* START Data extract *

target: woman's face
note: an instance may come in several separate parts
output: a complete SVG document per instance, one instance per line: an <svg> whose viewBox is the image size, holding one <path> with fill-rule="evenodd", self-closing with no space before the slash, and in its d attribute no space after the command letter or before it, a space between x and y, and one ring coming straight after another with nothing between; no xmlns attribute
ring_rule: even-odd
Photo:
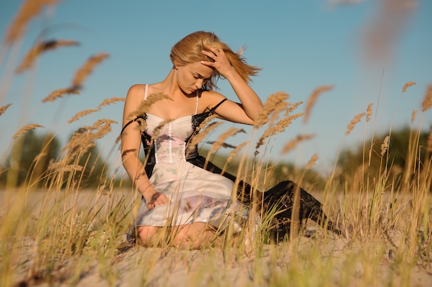
<svg viewBox="0 0 432 287"><path fill-rule="evenodd" d="M213 69L201 63L194 62L184 66L177 66L177 81L180 89L190 95L202 87L205 80L210 79Z"/></svg>

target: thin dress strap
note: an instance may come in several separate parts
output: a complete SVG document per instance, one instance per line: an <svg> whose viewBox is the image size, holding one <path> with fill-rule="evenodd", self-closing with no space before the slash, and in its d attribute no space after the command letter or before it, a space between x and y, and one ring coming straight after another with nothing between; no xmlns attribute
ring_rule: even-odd
<svg viewBox="0 0 432 287"><path fill-rule="evenodd" d="M198 99L199 99L199 91L198 90L197 90L197 106L195 106L195 113L194 115L197 115L197 112L198 112Z"/></svg>

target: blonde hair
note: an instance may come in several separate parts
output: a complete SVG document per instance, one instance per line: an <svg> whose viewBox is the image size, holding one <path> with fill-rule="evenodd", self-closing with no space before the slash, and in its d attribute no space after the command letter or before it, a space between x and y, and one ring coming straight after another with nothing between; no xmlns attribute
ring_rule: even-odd
<svg viewBox="0 0 432 287"><path fill-rule="evenodd" d="M247 82L251 81L251 76L255 76L261 68L248 65L246 59L242 57L240 52L233 52L226 43L222 42L216 34L211 32L197 31L190 34L179 41L171 48L170 59L173 63L176 60L181 64L187 65L191 63L207 61L213 61L213 59L202 53L203 50L208 50L206 47L211 47L217 50L222 50L233 68ZM212 90L217 88L216 82L221 75L214 69L210 79L203 85L203 89Z"/></svg>

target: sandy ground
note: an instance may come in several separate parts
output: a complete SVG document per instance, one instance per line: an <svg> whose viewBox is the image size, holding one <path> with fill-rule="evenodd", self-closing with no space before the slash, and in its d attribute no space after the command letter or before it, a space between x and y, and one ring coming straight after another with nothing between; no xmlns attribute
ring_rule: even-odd
<svg viewBox="0 0 432 287"><path fill-rule="evenodd" d="M22 200L20 197L12 198L12 195L13 194L9 192L0 192L0 217L3 215L7 208L6 203L10 207L14 202ZM121 197L124 195L118 194L116 196ZM46 208L48 205L53 204L46 203L45 207L41 206L41 202L45 197L44 192L34 193L32 194L31 200L23 204L27 206L26 209L32 208L33 212L37 213L40 212L40 208ZM93 192L90 196L87 194L87 197L84 197L82 201L75 197L74 202L88 204L95 200L97 200L99 204L103 206L102 203L108 200L108 197L97 197ZM259 257L256 256L256 250L239 255L236 254L235 247L231 249L213 248L203 250L181 250L119 244L118 252L113 256L95 256L85 259L80 258L79 268L77 268L77 262L74 258L62 261L61 265L53 266L53 270L50 271L51 279L48 281L46 279L46 277L40 279L37 276L30 275L37 274L37 272L32 269L35 261L37 260L35 251L37 243L32 236L26 236L20 238L20 242L15 244L20 247L20 251L12 268L13 281L14 286L287 286L289 282L284 281L284 278L289 275L286 274L286 270L292 270L288 266L295 264L295 258L297 256L307 254L308 250L314 245L312 242L317 240L322 244L319 247L320 256L322 257L320 260L325 257L331 258L333 268L327 272L328 277L326 277L325 282L319 281L322 280L322 271L320 277L315 279L312 275L305 274L305 276L310 278L304 280L304 286L364 286L365 282L369 282L367 285L370 286L432 286L432 270L430 267L429 269L415 267L409 276L401 276L395 273L393 270L395 259L392 258L390 249L383 253L379 264L377 265L375 262L375 265L371 266L368 266L367 264L355 266L349 275L343 274L340 270L346 270L344 264L346 264L347 257L352 256L352 254L347 253L345 248L348 244L348 239L335 235L324 236L322 230L316 229L316 226L313 226L308 227L306 231L308 235L313 236L302 237L299 243L295 244L284 242L277 245L266 245L261 251L262 255ZM324 237L325 240L323 239ZM117 238L119 242L126 241L125 235L117 235ZM353 248L352 242L350 246ZM369 247L361 244L358 246L358 248ZM296 249L293 250L293 248ZM85 260L84 264L83 260ZM360 261L365 262L364 260ZM371 273L370 268L377 268L379 272L375 270ZM364 279L371 273L380 274L382 277Z"/></svg>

* END Data extract *

Aim: Reproduce the material from its first line through the line that contains "69L201 63L194 62L184", inclusive. Leave the pictures out of your answer.

The answer:
target: woman's face
note: an instance may come in several separate parts
output: a complete SVG document per instance, one instance per line: an <svg> whose viewBox is the image size, holding one <path> with fill-rule="evenodd", self-closing with no space before the slash, and in its d attribute no space after the command letter or before it, a space between x and y, and one ring coming straight after another with nothing between; no xmlns attribute
ring_rule: even-odd
Photo:
<svg viewBox="0 0 432 287"><path fill-rule="evenodd" d="M213 69L201 63L194 62L184 66L177 66L177 81L180 89L190 95L202 87L205 80L210 79Z"/></svg>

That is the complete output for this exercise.